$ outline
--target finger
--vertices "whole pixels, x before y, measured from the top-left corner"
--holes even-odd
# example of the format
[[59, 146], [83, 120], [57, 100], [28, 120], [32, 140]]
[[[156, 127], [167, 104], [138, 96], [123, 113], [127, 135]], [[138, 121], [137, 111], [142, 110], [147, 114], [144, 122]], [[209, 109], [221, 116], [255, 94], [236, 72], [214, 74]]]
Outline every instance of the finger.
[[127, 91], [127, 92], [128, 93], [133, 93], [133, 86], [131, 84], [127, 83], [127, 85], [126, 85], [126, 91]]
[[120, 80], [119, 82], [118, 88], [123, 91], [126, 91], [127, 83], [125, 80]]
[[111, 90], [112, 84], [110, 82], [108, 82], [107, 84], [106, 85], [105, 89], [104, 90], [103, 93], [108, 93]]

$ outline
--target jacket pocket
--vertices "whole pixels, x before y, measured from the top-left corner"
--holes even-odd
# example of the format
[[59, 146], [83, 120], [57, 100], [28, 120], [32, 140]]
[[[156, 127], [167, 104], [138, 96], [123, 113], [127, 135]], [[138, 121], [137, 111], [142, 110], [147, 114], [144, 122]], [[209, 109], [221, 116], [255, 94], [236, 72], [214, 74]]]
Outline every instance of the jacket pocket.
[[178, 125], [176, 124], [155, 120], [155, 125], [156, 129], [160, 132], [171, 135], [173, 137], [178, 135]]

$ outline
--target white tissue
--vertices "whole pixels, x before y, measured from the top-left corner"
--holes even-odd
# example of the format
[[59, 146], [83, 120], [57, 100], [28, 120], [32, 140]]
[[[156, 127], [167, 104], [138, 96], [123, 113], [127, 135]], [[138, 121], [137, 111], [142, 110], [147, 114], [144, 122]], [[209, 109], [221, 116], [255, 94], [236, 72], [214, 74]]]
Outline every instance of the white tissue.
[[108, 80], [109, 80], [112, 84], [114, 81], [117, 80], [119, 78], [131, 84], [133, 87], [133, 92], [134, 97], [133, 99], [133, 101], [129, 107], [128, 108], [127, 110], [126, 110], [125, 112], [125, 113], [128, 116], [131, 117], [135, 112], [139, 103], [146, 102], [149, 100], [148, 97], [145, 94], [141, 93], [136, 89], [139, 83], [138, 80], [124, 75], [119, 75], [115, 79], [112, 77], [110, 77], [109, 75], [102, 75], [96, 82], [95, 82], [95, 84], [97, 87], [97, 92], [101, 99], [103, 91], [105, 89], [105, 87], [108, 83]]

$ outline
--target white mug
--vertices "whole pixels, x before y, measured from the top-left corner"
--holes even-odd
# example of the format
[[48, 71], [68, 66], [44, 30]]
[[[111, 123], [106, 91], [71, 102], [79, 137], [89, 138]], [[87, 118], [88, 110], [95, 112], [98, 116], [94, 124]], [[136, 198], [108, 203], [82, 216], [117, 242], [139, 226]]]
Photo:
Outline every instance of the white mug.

=======

:: Task directions ::
Write out every line of the listing above as a JSON list of strings, one string per line, and leave out the blank lines.

:: Full output ::
[
  "$ outline",
  "--target finger",
  "--vertices \"whole pixels, x before y, measured from the top-left corner\"",
  "--holes even-odd",
  "# example of the format",
  "[[59, 146], [83, 120], [57, 100], [28, 120], [32, 140]]",
  "[[[156, 127], [167, 104], [138, 96], [123, 113], [127, 135]], [[138, 121], [137, 111], [142, 110], [147, 114], [144, 122]], [[209, 109], [221, 116], [255, 94], [236, 72], [214, 74]]]",
  "Outline every instance of the finger.",
  "[[127, 91], [127, 92], [128, 93], [133, 93], [133, 86], [131, 84], [127, 83], [127, 85], [126, 85], [126, 91]]",
  "[[120, 80], [119, 82], [118, 88], [123, 91], [126, 91], [127, 83], [125, 80]]",
  "[[111, 90], [112, 84], [110, 82], [108, 82], [107, 84], [106, 85], [105, 89], [104, 90], [103, 93], [108, 93]]",
  "$ outline",
  "--target jacket pocket",
  "--vertices \"whole pixels, x before y, measured from the top-left corner\"",
  "--holes even-odd",
  "# example of the format",
  "[[59, 146], [83, 120], [57, 100], [28, 120], [32, 140]]",
  "[[[156, 127], [167, 104], [138, 96], [123, 113], [127, 135]], [[138, 121], [137, 111], [142, 110], [147, 114], [144, 122]], [[209, 109], [221, 116], [255, 94], [236, 72], [214, 74]]]",
  "Outline every instance of the jacket pocket.",
  "[[178, 125], [176, 124], [155, 120], [155, 125], [156, 129], [160, 132], [171, 135], [173, 137], [178, 135]]",
  "$ outline",
  "--target white tissue",
  "--vertices \"whole pixels, x before y, measured from the top-left corner\"",
  "--holes even-odd",
  "# example of the format",
  "[[59, 146], [83, 120], [57, 100], [28, 120], [32, 140]]",
  "[[[156, 127], [167, 104], [138, 96], [123, 113], [127, 135]], [[138, 121], [137, 111], [142, 110], [147, 114], [144, 122]], [[209, 109], [221, 116], [255, 94], [236, 72], [214, 74]]]",
  "Outline every instance of the white tissue.",
  "[[108, 80], [109, 80], [112, 84], [114, 81], [117, 80], [119, 78], [131, 84], [133, 87], [133, 92], [134, 97], [133, 99], [133, 101], [129, 107], [128, 108], [127, 110], [126, 110], [125, 112], [125, 113], [128, 116], [131, 117], [135, 112], [139, 103], [146, 102], [149, 100], [148, 97], [145, 94], [141, 93], [136, 89], [139, 83], [138, 80], [124, 75], [119, 75], [115, 79], [112, 77], [110, 77], [109, 75], [102, 75], [96, 82], [95, 82], [95, 84], [97, 87], [97, 92], [101, 99], [103, 91], [105, 89], [105, 87], [108, 83]]",
  "$ outline",
  "--target white mug",
  "--vertices \"whole pixels, x before y, measured from the top-left corner\"",
  "--holes even-odd",
  "# example of the format",
  "[[48, 71], [68, 66], [44, 30]]",
  "[[[111, 123], [106, 91], [71, 102], [79, 137], [89, 138]], [[87, 118], [88, 110], [95, 112], [98, 116], [94, 124]], [[136, 198], [108, 203], [82, 216], [117, 242], [139, 226]]]",
  "Photo:",
  "Outline every instance of the white mug."
]